PAGE:
··········

Competitor Texas Instruments is already hard at work on its own DVB-H silicon, code-named “Hollywood,” which it plans to release as a separate integrated chipset to complement its OMAP mobile applications processor line. Hollywood begins sampling this quarter, and T-I officials expect it to be shipping in volume by the end of next year, just as carriers start winding down their first DVB-H trials.

Broadcom is also hoping to get mileage out of Athena’s low-power Wi-Fi technology, incorporating it into Broadcom’s current wireless LAN product line. While Wi-Fi and other WLAN technologies are mainly confined to laptops and home networking devices, which aren’t power sensitive, when Wi-Fi makes its way into the handset and other smaller devices, power consumption will be a huge issue, Broadcom officials said. With Athena technology, Broadcom plans to build WLAN integrated chipsets that could work in new dual-mode WiFi/cellular handsets as well as personal electronics connected to the network like digital music players and handheld video games.

··········

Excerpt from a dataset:
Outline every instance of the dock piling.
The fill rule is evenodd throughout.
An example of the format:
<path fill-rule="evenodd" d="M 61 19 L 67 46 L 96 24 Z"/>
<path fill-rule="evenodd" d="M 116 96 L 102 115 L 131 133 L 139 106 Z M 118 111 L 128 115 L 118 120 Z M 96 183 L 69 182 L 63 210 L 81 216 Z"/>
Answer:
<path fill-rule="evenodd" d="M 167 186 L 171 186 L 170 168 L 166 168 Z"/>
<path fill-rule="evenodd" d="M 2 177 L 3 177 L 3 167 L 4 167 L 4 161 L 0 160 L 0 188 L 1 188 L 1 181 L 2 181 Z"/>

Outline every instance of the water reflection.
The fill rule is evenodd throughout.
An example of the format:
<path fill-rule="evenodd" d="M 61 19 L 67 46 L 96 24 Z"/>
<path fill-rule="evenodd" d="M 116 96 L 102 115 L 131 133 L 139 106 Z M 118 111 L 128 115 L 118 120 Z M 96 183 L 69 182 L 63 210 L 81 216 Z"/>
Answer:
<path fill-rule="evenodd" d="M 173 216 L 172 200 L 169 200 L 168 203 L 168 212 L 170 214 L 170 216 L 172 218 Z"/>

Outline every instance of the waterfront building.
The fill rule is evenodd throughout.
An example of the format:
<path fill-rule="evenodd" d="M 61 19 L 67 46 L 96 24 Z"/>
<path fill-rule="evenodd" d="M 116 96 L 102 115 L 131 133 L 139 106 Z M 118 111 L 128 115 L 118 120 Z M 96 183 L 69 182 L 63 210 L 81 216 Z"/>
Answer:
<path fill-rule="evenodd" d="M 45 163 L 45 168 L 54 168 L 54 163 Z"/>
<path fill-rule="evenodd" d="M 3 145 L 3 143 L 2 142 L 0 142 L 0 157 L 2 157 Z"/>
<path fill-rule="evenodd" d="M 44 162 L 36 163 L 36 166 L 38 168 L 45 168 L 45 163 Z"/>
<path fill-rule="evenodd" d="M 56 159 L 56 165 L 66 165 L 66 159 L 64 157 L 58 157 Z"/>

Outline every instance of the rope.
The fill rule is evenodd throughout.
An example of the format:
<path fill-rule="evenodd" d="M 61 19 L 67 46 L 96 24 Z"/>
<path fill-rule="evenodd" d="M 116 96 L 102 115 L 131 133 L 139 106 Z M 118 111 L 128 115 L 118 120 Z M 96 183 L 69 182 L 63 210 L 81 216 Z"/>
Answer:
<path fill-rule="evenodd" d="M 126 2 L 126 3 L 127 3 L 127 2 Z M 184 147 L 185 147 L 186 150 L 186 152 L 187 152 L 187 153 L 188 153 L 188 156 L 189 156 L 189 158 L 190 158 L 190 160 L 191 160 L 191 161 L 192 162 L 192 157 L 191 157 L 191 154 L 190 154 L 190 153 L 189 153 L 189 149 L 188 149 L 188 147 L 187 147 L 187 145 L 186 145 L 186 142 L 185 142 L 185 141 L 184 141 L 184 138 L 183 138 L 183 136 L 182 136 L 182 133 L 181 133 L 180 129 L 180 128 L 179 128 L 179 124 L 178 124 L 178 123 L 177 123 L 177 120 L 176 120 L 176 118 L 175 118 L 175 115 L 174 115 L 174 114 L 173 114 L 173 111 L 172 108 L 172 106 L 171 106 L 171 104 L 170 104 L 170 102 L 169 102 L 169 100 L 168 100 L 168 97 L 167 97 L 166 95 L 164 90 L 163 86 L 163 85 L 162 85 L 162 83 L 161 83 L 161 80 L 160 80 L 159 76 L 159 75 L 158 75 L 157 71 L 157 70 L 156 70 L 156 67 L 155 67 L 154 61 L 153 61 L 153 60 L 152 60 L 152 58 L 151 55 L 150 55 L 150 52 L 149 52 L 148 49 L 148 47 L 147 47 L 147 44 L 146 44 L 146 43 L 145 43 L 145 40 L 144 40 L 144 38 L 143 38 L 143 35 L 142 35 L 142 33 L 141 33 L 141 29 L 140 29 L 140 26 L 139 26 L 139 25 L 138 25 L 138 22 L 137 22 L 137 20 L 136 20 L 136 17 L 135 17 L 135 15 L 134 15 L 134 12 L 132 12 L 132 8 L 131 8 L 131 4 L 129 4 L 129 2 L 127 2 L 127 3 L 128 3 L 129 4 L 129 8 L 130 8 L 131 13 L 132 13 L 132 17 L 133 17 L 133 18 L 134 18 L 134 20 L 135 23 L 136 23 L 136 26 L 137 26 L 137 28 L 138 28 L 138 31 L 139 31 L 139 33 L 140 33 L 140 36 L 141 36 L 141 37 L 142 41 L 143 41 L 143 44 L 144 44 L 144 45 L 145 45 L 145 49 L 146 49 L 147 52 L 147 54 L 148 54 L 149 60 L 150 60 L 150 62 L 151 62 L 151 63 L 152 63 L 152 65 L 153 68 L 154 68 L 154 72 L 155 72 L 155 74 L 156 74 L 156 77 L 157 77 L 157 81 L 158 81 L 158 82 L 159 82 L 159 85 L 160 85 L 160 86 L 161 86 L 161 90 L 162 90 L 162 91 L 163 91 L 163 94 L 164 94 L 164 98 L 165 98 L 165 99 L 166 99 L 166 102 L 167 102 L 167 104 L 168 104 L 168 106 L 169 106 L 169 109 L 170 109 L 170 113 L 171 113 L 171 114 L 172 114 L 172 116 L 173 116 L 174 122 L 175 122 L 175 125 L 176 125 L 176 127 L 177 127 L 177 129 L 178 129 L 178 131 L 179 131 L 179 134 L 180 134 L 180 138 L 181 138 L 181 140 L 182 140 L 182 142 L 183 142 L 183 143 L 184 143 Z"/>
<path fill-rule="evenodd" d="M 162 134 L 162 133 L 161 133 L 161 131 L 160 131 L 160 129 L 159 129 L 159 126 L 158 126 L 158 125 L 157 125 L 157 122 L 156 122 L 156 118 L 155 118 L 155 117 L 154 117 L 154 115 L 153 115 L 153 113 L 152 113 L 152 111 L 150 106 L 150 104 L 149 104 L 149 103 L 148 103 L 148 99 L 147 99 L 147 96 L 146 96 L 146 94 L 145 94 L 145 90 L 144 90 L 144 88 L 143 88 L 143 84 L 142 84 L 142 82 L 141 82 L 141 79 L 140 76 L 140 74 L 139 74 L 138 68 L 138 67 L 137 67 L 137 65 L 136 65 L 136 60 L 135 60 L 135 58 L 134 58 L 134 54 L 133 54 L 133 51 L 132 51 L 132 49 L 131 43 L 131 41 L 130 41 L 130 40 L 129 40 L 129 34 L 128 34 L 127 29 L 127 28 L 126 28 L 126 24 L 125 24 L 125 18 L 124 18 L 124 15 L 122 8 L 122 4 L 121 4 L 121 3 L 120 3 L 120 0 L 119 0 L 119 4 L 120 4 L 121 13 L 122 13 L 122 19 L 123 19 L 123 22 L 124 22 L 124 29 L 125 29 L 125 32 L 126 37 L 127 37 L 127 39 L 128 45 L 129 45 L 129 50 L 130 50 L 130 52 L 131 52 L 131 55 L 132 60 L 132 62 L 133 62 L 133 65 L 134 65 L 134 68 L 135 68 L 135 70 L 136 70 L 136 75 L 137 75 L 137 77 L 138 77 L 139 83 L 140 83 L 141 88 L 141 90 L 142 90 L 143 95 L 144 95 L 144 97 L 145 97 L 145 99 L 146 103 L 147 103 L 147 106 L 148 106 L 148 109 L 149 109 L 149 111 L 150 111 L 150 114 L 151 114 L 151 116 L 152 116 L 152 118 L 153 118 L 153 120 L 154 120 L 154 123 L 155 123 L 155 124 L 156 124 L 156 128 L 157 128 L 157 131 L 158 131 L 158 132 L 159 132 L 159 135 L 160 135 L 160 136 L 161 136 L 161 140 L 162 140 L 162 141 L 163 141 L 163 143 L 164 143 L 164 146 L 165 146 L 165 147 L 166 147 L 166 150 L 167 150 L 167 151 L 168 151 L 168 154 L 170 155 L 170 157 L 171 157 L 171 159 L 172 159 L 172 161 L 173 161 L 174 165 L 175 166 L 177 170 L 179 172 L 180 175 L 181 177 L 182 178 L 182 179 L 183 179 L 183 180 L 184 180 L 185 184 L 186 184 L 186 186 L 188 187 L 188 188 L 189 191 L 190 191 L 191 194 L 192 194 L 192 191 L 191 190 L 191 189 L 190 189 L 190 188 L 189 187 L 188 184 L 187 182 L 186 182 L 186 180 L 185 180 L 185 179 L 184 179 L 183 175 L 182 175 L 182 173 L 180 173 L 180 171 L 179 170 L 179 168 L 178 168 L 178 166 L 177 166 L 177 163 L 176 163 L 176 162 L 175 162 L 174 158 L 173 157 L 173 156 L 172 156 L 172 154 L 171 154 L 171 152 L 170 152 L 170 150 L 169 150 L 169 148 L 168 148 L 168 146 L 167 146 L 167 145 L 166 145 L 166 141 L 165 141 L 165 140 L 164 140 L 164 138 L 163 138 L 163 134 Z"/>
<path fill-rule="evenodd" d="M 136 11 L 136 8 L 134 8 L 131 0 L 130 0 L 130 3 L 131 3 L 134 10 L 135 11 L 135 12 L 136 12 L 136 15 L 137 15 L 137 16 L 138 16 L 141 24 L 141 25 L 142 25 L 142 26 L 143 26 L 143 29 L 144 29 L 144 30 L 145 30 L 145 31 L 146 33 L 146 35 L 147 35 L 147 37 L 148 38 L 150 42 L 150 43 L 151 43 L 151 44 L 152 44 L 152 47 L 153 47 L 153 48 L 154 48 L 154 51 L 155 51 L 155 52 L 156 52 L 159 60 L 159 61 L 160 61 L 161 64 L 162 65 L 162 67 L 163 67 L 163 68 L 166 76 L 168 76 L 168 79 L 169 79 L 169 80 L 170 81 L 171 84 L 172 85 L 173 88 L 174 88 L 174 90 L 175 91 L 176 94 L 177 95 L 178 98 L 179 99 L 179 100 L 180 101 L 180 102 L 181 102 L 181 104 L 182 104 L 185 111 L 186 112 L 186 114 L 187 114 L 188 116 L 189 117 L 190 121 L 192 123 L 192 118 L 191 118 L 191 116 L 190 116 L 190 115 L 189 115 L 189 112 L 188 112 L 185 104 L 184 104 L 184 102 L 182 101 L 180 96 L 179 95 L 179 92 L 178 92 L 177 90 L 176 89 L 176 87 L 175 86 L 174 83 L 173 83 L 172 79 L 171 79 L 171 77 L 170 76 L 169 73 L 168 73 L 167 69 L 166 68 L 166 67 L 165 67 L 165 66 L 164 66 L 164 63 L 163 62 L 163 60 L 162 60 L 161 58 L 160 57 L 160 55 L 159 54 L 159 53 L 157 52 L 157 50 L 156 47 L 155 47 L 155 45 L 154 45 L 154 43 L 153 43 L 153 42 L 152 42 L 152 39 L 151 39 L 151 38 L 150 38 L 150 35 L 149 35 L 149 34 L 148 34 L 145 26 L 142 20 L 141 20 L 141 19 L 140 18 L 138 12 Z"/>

··········

STATED PROBLEM 1: In the chipset passage, what code name has Texas Instruments given its DVB-H silicon?
STATED PROBLEM 2: Print the part of the chipset passage that opens with the words containing "Broadcom is also" and closes with "handheld video games.".

WRITTEN SOLUTION 1: Hollywood

WRITTEN SOLUTION 2:
Broadcom is also hoping to get mileage out of Athena’s low-power Wi-Fi technology, incorporating it into Broadcom’s current wireless LAN product line. While Wi-Fi and other WLAN technologies are mainly confined to laptops and home networking devices, which aren’t power sensitive, when Wi-Fi makes its way into the handset and other smaller devices, power consumption will be a huge issue, Broadcom officials said. With Athena technology, Broadcom plans to build WLAN integrated chipsets that could work in new dual-mode WiFi/cellular handsets as well as personal electronics connected to the network like digital music players and handheld video games.